------ Ausgangsdokument
Biographie eines tragischen Helden

Simon Wiesenthal

Schon vor der Veröffentlichung hat Tom Segev Biographie über den sogenannten Nazijäger Simon Wiesenthal für Aufregung gesorgt. So werden Wiesenthals zeitweilige Mitgliedschaft beim Mossad, die Kontroverse mit Kreisky und seine Position in der Waldheim-Affäre thematisiert.

Tiefgehender Konflikt

Ein älterer Mann mit einem kleinen Schnurbart sitzt vor einer Wandkarte mit den Standorten der Konzentrationslager, richtet seinen Blick in die Kamera und bricht in Tränen aus. Er könne mit den Erinnerungen an den Holocaust leben, schluchzt er, auch mit den Drohungen von Antisemiten und Neonazis. Aber wie solle er mit den Anschuldigungen leben können, er habe mit den Nationalsozialisten kollaboriert, wenn diese von einem Juden kommen?
------------
_Aufgaben_
a – Zähle alle Punkte aus Wiesenthals Leben auf, die laut dem Text über Simon Wiesenthal in Segevs Biographie thematisiert werden.
b – Bitte führe den Text über Simon Wiesenthal im Anschluss an seinen letzten Satz weiter.
------ Datenzeilen
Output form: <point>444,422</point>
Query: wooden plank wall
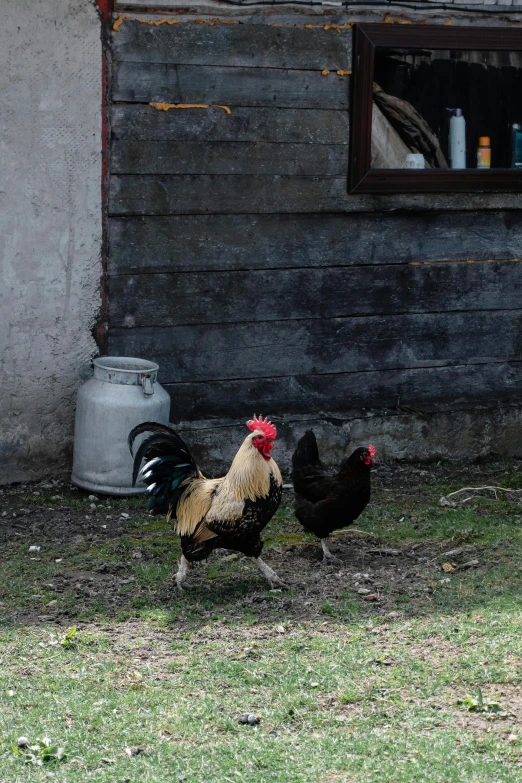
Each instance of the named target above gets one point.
------------
_Antworten je Aufgabe_
a –
- Wiesenthals zeitweilige Mitgliedschaft beim Mossad
- die Kontroverse mit Kreisky
- seine Position in der Waldheim-Affäre

b –
Der alte Mann war Simon Wiesenthal - der Journalist, der ihn 1975 zusammen mit einem Kollegen vom israelischen Fernsehen befragte, war Tom Segev. Nach Wien reiste er, um über einen erbitterten Kampf zwischen zwei Juden zu berichten, der weltweit Beachtung fand: Simon Wiesenthal gegen Bruno Kreisky.

Diese einzige Begegnung veranlasste den renommierten israelischen Historiker Tom Segev dazu, die erste vollständige Biographie Wiesenthals zu verfassen, in der er auch jene Auseinandersetzung in historischen Kontext setzt

Diese politische Gegnerschaft bedrohte weder Wiesenthals Identität als Österreicher noch als Jude, weshalb Wiesenthal gut damit leben konnte. Kreisky hingegen konnte nicht mit Wiesenthal leben: Er betrachtete ihn als Feind. Denn Wiesenthal stellte eine Bedrohung für Kreiskys österreichische Identität dar. Als "Ostjude" erschwerte er es dem Juden Kreisky, die Bürger seines Landes davon zu überzeugen, dass er einer von ihnen war, ein echter Österreicher wie sie.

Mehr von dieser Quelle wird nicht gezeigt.